— What is needed —
Render the lines of the data as a numbered list, skipping any blank lines, beginning with the line that contains "of the blue" and running through the end of the data.

(Source data)
────────────────────────────────────────

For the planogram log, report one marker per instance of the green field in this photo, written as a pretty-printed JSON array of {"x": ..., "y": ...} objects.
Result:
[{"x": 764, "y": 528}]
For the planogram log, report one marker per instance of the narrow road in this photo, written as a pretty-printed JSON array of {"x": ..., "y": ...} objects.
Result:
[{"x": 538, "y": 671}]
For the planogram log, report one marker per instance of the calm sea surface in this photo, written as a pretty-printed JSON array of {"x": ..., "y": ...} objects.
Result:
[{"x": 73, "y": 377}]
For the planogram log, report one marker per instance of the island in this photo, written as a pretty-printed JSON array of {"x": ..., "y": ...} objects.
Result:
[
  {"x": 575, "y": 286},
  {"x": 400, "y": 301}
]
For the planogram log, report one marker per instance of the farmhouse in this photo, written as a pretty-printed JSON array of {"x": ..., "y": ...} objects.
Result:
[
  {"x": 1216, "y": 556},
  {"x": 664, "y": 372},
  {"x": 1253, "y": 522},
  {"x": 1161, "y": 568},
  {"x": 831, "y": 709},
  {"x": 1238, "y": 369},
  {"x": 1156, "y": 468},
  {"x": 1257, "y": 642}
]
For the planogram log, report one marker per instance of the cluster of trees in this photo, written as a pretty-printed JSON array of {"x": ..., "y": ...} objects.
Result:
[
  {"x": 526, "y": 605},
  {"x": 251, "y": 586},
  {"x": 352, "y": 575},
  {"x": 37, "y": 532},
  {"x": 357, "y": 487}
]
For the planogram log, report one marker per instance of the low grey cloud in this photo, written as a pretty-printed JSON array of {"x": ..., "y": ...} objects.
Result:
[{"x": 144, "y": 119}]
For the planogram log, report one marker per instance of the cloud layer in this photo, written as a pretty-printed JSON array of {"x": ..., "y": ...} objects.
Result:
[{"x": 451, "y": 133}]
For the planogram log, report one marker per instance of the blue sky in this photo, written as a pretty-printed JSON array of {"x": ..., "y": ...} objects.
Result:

────────────────────────────────────────

— Final answer —
1. For the planogram log, report one marker per instance of the blue sky in this photo, written as a pretty-printed JSON array of {"x": ..., "y": ...} objects.
2. Result:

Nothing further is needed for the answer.